[DATASET RECORDS Boundary: Start]

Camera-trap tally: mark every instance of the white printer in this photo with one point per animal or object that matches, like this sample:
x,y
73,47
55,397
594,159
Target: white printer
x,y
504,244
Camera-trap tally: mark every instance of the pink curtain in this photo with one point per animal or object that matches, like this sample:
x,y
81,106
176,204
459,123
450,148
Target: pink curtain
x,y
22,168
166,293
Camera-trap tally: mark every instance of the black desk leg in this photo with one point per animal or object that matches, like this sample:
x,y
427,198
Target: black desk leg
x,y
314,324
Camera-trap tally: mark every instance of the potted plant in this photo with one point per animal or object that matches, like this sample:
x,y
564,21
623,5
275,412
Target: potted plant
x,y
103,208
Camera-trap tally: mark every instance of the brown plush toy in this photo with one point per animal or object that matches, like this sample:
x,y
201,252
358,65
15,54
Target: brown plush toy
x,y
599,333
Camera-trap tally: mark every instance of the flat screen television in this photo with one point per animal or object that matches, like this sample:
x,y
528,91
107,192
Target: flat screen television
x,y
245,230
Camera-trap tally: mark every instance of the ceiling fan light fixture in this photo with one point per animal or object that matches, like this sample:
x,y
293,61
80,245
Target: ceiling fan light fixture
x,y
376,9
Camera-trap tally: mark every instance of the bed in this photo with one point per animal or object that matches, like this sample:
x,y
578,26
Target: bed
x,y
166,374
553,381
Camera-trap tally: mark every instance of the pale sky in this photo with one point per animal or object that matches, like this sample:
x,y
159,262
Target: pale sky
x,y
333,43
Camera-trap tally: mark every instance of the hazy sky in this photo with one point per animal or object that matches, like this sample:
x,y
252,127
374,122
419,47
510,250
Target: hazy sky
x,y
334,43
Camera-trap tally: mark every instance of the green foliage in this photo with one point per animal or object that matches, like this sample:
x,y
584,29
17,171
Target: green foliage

[DATASET RECORDS Boundary: End]

§ AIM OF THE EXERCISE
All lines above containing the string "green" are to be collected.

§ EXERCISE OUTPUT
Camera-trap tally: mark every instance of the green foliage in this photo with one point per animal or object that matches, like this sample:
Target: green foliage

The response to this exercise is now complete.